>> Start

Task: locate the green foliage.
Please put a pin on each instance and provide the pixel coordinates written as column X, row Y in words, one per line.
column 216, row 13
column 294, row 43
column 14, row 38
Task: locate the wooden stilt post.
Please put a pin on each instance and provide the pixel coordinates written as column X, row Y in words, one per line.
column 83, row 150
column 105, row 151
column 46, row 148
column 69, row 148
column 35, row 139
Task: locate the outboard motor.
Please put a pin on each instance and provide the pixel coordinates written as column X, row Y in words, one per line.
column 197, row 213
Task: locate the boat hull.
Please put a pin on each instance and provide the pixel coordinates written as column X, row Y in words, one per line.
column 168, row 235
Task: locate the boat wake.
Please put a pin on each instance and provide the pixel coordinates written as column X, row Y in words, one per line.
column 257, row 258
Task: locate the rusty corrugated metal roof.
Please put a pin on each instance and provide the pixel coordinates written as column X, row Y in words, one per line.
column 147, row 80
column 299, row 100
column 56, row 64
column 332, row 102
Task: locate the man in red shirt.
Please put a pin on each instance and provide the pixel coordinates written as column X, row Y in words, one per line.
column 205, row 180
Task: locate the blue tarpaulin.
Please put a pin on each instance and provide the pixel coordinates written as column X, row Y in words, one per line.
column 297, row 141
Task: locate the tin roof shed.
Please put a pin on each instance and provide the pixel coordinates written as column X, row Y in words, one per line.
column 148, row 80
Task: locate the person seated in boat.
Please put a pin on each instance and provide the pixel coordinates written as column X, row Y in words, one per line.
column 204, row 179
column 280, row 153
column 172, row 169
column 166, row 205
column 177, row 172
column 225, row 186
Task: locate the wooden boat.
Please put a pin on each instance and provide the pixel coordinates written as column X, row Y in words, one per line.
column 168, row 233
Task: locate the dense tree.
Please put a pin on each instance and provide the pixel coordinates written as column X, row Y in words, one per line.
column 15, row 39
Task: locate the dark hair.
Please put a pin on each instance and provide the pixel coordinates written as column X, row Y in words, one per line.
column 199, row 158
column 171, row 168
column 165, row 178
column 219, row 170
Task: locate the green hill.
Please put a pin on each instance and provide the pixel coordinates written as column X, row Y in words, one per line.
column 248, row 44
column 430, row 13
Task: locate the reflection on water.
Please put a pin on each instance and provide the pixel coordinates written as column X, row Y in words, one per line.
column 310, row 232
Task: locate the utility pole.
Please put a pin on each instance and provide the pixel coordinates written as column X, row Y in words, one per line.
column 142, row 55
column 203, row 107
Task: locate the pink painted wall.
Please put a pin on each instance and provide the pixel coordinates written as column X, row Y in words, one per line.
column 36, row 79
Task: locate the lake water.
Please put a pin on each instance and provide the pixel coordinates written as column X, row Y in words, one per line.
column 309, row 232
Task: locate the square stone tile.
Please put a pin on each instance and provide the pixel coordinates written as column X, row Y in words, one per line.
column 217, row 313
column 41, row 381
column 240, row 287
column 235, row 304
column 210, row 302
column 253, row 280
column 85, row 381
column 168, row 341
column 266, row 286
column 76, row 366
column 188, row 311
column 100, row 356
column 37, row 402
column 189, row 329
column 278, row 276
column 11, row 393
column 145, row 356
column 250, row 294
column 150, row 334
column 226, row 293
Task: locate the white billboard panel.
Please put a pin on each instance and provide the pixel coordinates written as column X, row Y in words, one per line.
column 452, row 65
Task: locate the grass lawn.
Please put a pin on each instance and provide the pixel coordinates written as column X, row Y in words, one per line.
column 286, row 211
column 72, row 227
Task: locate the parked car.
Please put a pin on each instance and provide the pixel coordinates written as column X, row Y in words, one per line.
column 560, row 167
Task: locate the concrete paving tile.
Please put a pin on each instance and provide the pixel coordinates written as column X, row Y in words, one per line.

>> End

» WRITTEN PROBLEM: Type out the material again exactly as presented.

» CORRECT OUTPUT:
Task: locate the green foliage.
Please put a pin on each instance and provide the pixel coordinates written as column X, row Y in words, one per line.
column 216, row 13
column 294, row 43
column 14, row 38
Task: locate the wooden stilt post.
Please put a pin on each instance and provide the pixel coordinates written as column X, row Y in words, one per line.
column 83, row 150
column 105, row 151
column 46, row 148
column 69, row 148
column 35, row 139
Task: locate the outboard motor.
Please put a pin on each instance and provide the pixel coordinates written as column X, row Y in words, one per line.
column 197, row 213
Task: locate the boat hull.
Please put a pin on each instance and provide the pixel coordinates written as column X, row Y in words, one per line.
column 168, row 235
Task: locate the boat wake.
Please put a pin on each instance and provide the pixel coordinates written as column X, row Y in words, one per line.
column 257, row 258
Task: locate the rusty corrugated metal roof.
Please put a pin on each instance and provide the pixel coordinates written as column X, row Y in words, one per line.
column 147, row 80
column 299, row 100
column 56, row 64
column 332, row 102
Task: locate the man in red shirt.
Please put a pin on each instance and provide the pixel coordinates written as column X, row Y in words, one per line.
column 205, row 180
Task: locate the blue tarpaulin.
Please put a pin on each instance and provide the pixel coordinates written as column X, row Y in words, one per line.
column 297, row 141
Task: locate the tin roof shed.
Please put a pin on each instance and provide the pixel coordinates written as column X, row Y in words, one per line.
column 148, row 80
Task: locate the person seated in boat.
Please put a pin on each instance and provide the pixel coordinates written as column X, row Y in words, one per line.
column 204, row 179
column 280, row 153
column 172, row 169
column 166, row 205
column 177, row 172
column 225, row 186
Task: locate the wooden boat.
Please put a pin on each instance and provide the pixel coordinates written as column X, row Y in words, one per line.
column 168, row 233
Task: locate the dense tree.
Please put a pin on each instance and provide the pixel coordinates written as column X, row Y in words, one per line.
column 15, row 39
Task: locate the dark hair.
Please put a pin on each instance and provide the pixel coordinates written as column X, row Y in words, one per line.
column 199, row 158
column 171, row 168
column 165, row 178
column 219, row 170
Task: locate the green hill.
Please put a pin on each instance and provide the pixel coordinates written as column X, row Y in words, one per line.
column 248, row 44
column 430, row 13
Task: locate the reflection on water.
Please put a pin on each instance and provide the pixel coordinates written as column X, row Y in words, one per line.
column 310, row 232
Task: locate the utility pole.
Please put a pin on each instance and provide the pixel coordinates written as column X, row Y in words, one per line.
column 142, row 55
column 203, row 107
Task: locate the pink painted wall.
Please put a pin on each instance and provide the pixel coordinates written as column X, row Y in words, one per line.
column 36, row 79
Task: locate the lake water.
Please put a pin on each instance and provide the pixel coordinates written as column X, row Y in words, one per line.
column 309, row 232
Task: locate the square stone tile.
Please put a pin on each instance and provide the pixel coordinates written as column X, row Y in words, one per line.
column 217, row 313
column 41, row 381
column 240, row 287
column 235, row 304
column 210, row 302
column 253, row 280
column 85, row 381
column 168, row 341
column 266, row 286
column 76, row 366
column 188, row 311
column 100, row 356
column 37, row 402
column 189, row 329
column 278, row 276
column 11, row 393
column 145, row 356
column 250, row 294
column 150, row 334
column 226, row 293
Task: locate the white billboard panel.
Please put a pin on each instance and provide the pixel coordinates written as column X, row Y in words, one per line.
column 452, row 65
Task: locate the grass lawn.
Please put a pin on each instance and provide the pixel coordinates written as column X, row Y in words, one per line.
column 286, row 211
column 72, row 227
Task: locate the parked car.
Please put a pin on each instance and provide the pixel coordinates written as column X, row Y in words, one per line.
column 560, row 167
Task: locate the concrete paving tile.
Please put a pin on each instance and provide the pixel coordinates written as column X, row Y in words, one per line.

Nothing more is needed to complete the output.